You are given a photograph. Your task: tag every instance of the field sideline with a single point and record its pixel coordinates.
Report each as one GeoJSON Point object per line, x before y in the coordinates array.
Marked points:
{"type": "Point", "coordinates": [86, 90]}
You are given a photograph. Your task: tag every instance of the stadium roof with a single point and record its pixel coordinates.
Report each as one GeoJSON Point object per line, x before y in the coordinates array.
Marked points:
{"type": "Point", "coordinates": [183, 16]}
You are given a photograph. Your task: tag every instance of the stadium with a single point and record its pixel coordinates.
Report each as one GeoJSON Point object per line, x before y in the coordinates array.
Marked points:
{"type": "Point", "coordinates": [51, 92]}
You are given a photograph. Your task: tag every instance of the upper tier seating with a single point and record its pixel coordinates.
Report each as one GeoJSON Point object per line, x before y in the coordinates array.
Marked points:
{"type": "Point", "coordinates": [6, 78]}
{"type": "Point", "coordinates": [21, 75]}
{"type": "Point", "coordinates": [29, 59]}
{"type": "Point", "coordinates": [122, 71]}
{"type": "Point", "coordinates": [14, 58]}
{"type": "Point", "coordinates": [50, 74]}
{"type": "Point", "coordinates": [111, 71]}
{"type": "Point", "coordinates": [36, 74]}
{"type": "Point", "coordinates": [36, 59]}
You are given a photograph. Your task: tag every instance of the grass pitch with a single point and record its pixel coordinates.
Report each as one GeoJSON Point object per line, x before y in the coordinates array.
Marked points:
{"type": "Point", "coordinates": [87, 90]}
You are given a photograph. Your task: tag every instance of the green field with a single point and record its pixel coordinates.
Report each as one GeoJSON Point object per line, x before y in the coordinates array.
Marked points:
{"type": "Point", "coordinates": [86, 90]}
-*-*-
* [Work to do]:
Rewrite the lines above with "Marked points" changed to "Labeled points" everywhere it occurs, leaving everything else untouched.

* [Solution for this problem]:
You are given a photograph. Your task: tag every instance of the field sideline with a single point and record its pixel coordinates.
Report each as one GeoJSON Point object per line, x before y in the coordinates array.
Labeled points:
{"type": "Point", "coordinates": [86, 90]}
You are given a photograph. Your task: tag every instance of the stadium roof with a single point and record its pixel coordinates.
Report each as one GeoJSON Point object per line, x before y in the coordinates array.
Labeled points:
{"type": "Point", "coordinates": [183, 16]}
You are given a photograph. Your task: tag every instance of the stadium with a single point and record its pixel coordinates.
Report each as one GeoJSON Point object per line, x before y in the coordinates array.
Labeled points:
{"type": "Point", "coordinates": [51, 92]}
You are given a photograph. Your task: tag every instance of the upper tier seating with a single point and record its pixel coordinates.
Report each as one GeoJSON Point object per line, x before y in the coordinates array.
Labeled points:
{"type": "Point", "coordinates": [6, 78]}
{"type": "Point", "coordinates": [21, 75]}
{"type": "Point", "coordinates": [29, 59]}
{"type": "Point", "coordinates": [122, 71]}
{"type": "Point", "coordinates": [14, 58]}
{"type": "Point", "coordinates": [50, 74]}
{"type": "Point", "coordinates": [111, 71]}
{"type": "Point", "coordinates": [36, 74]}
{"type": "Point", "coordinates": [36, 59]}
You are given a photograph. Your task: tag every instance of the grass pitch with a single point and record its pixel coordinates.
Report each as one GeoJSON Point object per line, x before y in the coordinates array.
Labeled points:
{"type": "Point", "coordinates": [87, 90]}
You are given a photograph. Your task: tag every instance of the green field with a single point and record its pixel coordinates.
Report each as one GeoJSON Point object per line, x before y in the coordinates array.
Labeled points:
{"type": "Point", "coordinates": [86, 90]}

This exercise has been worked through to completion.